═════ INFORMATION GIVEN ═════

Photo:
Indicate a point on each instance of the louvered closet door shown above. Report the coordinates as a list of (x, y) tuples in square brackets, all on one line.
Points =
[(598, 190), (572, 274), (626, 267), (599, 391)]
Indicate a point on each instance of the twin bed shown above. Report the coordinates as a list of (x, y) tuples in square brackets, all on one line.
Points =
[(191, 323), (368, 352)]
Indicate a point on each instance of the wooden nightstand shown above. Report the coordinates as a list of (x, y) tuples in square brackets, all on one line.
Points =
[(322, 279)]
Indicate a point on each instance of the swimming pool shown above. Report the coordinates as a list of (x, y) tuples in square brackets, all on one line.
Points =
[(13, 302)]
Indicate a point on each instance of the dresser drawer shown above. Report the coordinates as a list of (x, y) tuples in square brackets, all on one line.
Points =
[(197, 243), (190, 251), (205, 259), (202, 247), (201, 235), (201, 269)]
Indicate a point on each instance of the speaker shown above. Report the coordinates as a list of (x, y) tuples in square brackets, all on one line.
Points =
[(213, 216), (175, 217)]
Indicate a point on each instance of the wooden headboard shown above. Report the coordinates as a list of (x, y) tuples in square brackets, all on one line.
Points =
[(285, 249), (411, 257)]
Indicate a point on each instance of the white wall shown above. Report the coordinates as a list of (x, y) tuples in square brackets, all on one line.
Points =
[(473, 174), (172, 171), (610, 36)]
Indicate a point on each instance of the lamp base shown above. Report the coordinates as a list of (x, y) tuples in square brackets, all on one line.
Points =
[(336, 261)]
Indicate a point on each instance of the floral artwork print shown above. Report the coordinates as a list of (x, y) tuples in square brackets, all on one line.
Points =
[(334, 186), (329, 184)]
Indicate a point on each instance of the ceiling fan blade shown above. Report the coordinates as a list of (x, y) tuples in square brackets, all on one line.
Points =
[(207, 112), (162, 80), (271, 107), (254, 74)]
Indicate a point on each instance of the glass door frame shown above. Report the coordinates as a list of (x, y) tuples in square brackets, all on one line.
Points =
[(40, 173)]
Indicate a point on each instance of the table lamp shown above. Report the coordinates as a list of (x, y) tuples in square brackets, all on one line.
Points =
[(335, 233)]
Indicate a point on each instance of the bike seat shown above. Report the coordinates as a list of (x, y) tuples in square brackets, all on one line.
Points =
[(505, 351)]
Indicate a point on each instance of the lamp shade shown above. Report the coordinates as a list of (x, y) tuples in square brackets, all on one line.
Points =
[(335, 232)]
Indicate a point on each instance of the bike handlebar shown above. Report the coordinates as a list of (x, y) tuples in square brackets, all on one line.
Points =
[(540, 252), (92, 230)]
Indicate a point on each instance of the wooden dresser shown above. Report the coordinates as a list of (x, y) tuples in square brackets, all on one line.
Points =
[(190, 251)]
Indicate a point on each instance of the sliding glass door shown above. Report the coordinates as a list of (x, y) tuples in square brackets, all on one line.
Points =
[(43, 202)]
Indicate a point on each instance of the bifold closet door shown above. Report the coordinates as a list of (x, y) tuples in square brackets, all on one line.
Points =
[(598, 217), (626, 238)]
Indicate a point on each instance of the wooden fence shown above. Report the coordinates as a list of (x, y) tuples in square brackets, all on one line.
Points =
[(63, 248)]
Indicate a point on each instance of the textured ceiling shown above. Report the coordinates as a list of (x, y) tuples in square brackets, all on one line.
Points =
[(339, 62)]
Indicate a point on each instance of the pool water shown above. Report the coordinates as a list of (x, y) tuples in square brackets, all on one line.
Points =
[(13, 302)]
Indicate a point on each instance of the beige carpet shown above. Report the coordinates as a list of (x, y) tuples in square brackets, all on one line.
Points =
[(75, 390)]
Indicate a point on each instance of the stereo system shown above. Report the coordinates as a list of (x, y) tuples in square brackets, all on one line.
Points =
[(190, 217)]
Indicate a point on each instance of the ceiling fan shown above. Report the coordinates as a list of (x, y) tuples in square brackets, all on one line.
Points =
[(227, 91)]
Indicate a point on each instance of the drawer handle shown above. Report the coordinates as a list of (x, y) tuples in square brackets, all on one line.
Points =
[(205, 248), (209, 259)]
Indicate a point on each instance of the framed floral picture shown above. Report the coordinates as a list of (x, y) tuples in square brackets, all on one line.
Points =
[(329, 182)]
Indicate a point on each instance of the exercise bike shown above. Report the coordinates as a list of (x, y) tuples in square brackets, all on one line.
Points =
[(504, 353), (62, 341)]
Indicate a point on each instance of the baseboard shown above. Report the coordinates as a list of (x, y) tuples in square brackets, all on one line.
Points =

═════

• **WORK REQUEST**
The records above need to be duplicated. Keep every word unchanged.

• **ANSWER BOX**
Photo:
Indicate a point on each instance of the louvered closet door shown above. Report the coordinates as a list of (x, y) tuples in square brackets, all on one line.
Points =
[(598, 190), (572, 274), (626, 267), (599, 391)]
Indicate a point on each instance of the twin bed shown above. Report the coordinates as a list of (x, y) tuples in square brackets, all on one line.
Points =
[(191, 323), (368, 352)]
Indicate a point on each instance of the wooden nightstand shown above. Report the coordinates as a list of (x, y) tuples in square brackets, all on one line.
Points =
[(322, 279)]
Indicate a point on each instance of the swimming pool shown above. Report the coordinates as a list of (x, y) tuples in square brackets, all on one line.
Points =
[(13, 302)]
Indicate a point on each instance of the dresser drawer shown above. Report the coordinates as a list of (x, y) tuples in square brackets, all on one line.
Points =
[(197, 243), (190, 251), (205, 259), (202, 247), (201, 235), (201, 269)]
Indicate a point on each instance of the speaker shown above. Report the coordinates as a list of (x, y) tuples in square brackets, all on one line.
Points =
[(213, 216), (175, 217)]
Indicate a point on each instance of the wooden headboard shown above. Report the coordinates as a list of (x, y) tuples in square brackets, all on one line.
Points =
[(285, 249), (411, 257)]
Indicate a point on each instance of the white wall shown above. Report the coordinates as a list of (x, y) tuples in square brackets, all on one line.
Points =
[(473, 174), (172, 171), (610, 36)]
Indicate a point on each instance of the lamp base shown above. Report the coordinates as a list of (x, y) tuples in square brackets, all on one line.
Points =
[(336, 261)]
Indicate a point on each instance of the floral artwork print shown above. Report the coordinates as a list of (x, y) tuples in square brackets, all on one line.
Points =
[(334, 186), (329, 184)]
Indicate a point on each instance of the ceiling fan blade shown above. Report the coordinates as a list of (x, y) tuples in square brackets, all on one line.
Points =
[(207, 112), (162, 80), (271, 107), (254, 74)]
Indicate a point on each instance of the glass door frame shown above. Report the coordinates as a list of (x, y) tuples in square brackets, all on one line.
Points =
[(40, 173)]
Indicate a point on each instance of the table lamp shown above. Report the coordinates as a list of (x, y) tuples in square brackets, all on one line.
Points =
[(335, 233)]
Indicate a point on each instance of the bike seat shown above. Report the coordinates as a list of (x, y) tuples in square brackets, all on one line.
Points =
[(505, 351)]
Indicate a point on each instance of the lamp shade shown above. Report the coordinates as a list of (x, y) tuples in square brackets, all on one line.
Points =
[(335, 232)]
Indicate a point on each instance of the bike handlebar shown above. Report the coordinates as a list of (x, y) tuples in square brackets, all on one line.
Points =
[(540, 252), (92, 230)]
Indicate a point on each instance of the wooden dresser shown above. Report the coordinates as a list of (x, y) tuples in square brackets, all on one line.
Points =
[(190, 251)]
Indicate a point on each instance of the sliding glass door shown above. Report the coordinates as a list of (x, y) tuples in square brackets, all on one line.
Points =
[(43, 202)]
Indicate a point on each instance of the bifold closet door shown above. Report the coordinates as a list of (x, y) tuples in square brackets, all on one line.
Points =
[(598, 217), (626, 238)]
Indicate a point on each instance of the wooden fence shown above. Report the coordinates as a list of (x, y) tuples in square brackets, all on one line.
Points =
[(63, 248)]
Indicate a point on each instance of the textured ceiling shown above. Report the coordinates as a list of (x, y) tuples in square brackets, all on one line.
Points =
[(339, 62)]
Indicate a point on each instance of the pool water shown above. Report the coordinates as a list of (x, y) tuples in square brackets, all on one line.
Points =
[(13, 302)]
Indicate a point on each instance of the beige carpet shown above. Report the coordinates as a list of (x, y) tuples in square brackets, all on one line.
Points =
[(75, 390)]
Indicate a point on each instance of the stereo system shown above. Report the coordinates as a list of (x, y) tuples in square brackets, all on one line.
Points =
[(190, 217)]
Indicate a point on each instance of the ceiling fan shown above. Report the coordinates as a list of (x, y) tuples in square brackets, all on one line.
Points =
[(227, 91)]
Indicate a point on each instance of the drawer handle shown above. Report the coordinates as a list of (x, y) tuples in square brackets, all on one line.
Points =
[(205, 248), (209, 259)]
Indicate a point on each instance of the framed floral picture shown above. Report the coordinates as a list of (x, y) tuples in square brackets, all on one line.
Points =
[(329, 182)]
Indicate a point on each instance of the exercise bike shown above. Report the coordinates as a list of (x, y) tuples in square brackets, all on one line.
Points =
[(504, 353), (62, 341)]
Indicate a point on each instance of the baseboard shown above. Report the coordinates as a list of (x, y) tuples in square brackets, all on one line.
Points =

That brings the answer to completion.